━━━ Extrait proposé ━━━

L’Agenda 2063 de l’UA représente un cadre stratégique crucial, définissant la voie vers la transformation socio-économique du continent pour les prochaines décennies. Quelle est votre perspective sur cet agenda et percevez-vous une synergie croissante entre l’Agenda 2063 et le mécanisme du FCSA ?
Je crois que cette synergie dépasse le cadre du FCSA. Elle s’étend également entre l’Agenda 2063 et l’initiative « la Ceinture et la Route » (ICR), qui est un autre mécanisme important. C’est pourquoi l’UA a formalisé un accord avec la Chine pour explorer les moyens de concrétiser la vision de l’Agenda 2063. Parallèlement, 52 pays africains ont signé des accords dans le cadre de l’ICR avec la Chine, envisageant ainsi une nouvelle voie de coopération. L’ICR apporte les ressources et les idées, et comme l’Agenda 2063 partage ces mêmes idées, il y a une convergence notable entre les deux.
L’instructrice de chinois Chen Ling (à droite) enseigne des chansons chinoises à ses apprentis pendant une pause de travail à Nairobi, au Kenya, le 23 mai 2023. Mme Chen travaille pour la section de maintenance des équipements électriques de l’Africa Star Railway Operation Company. (XINHUA)

━━━ Données fournies ━━━

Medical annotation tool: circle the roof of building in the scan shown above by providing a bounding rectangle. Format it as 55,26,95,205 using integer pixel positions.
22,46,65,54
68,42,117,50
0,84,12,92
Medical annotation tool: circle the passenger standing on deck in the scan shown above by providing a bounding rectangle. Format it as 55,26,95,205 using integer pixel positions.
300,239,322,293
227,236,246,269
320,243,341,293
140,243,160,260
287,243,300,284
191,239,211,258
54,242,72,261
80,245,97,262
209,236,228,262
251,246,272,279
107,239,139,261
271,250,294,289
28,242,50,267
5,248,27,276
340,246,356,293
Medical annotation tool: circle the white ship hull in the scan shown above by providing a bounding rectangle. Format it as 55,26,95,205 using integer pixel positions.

━━━

Série d'exercices:
1 > Répondez aux questions suivantes à partir de l'extrait sur l'Agenda 2063.
(a) Selon l'extrait, quelle voie l'Agenda 2063 définit-il ?
(b) Combien de pays africains ont signé des accords avec la Chine dans le cadre de l'ICR ?
(c) Dans quelle ville Chen Ling enseigne-t-elle des chansons chinoises à ses apprentis ?
2 > Rédigez la suite de l'extrait sur l'Agenda 2063, après la légende de photo qui le termine.

Corrigés:
1 >
(a) La voie vers la transformation socio-économique du continent pour les prochaines décennies.
(b) 52 pays africains.
(c) À Nairobi, au Kenya.

2 >
L’ICR a été initialement lancée comme un mégaprojet pour améliorer les infrastructures dans les pays participants. Toutefois, elle a récemment élargi son champ d’action en incluant d’autres domaines tels que la transformation verte. Quels avantages considérez-vous que l’ICR a apportés à la Chine et aux pays africains ?
L’ICR est indéniablement fondamentale. En Afrique, nous avons hérité d’une infrastructure très limitée de l’époque coloniale, qui a fragmenté le continent. Notre objectif dans le cadre de l’Agenda 2063 est donc de renforcer la connectivité africaine. C’est pourquoi la vision de l’ICR sur la connectivité résonne tant avec nous. Cependant, cette connectivité ne devrait pas être envisagée isolément ; elle doit être intégrée avec le développement d’autres secteurs tels que l’agriculture, l’éducation et l’économie générale. Il est crucial de fusionner ces projets pour maximiser leur impact.
Actuellement, l’accent est mis sur l’industrialisation et la modernisation de l’agriculture en Afrique. Quel rôle la Chine a-t-elle joué dans ce processus ?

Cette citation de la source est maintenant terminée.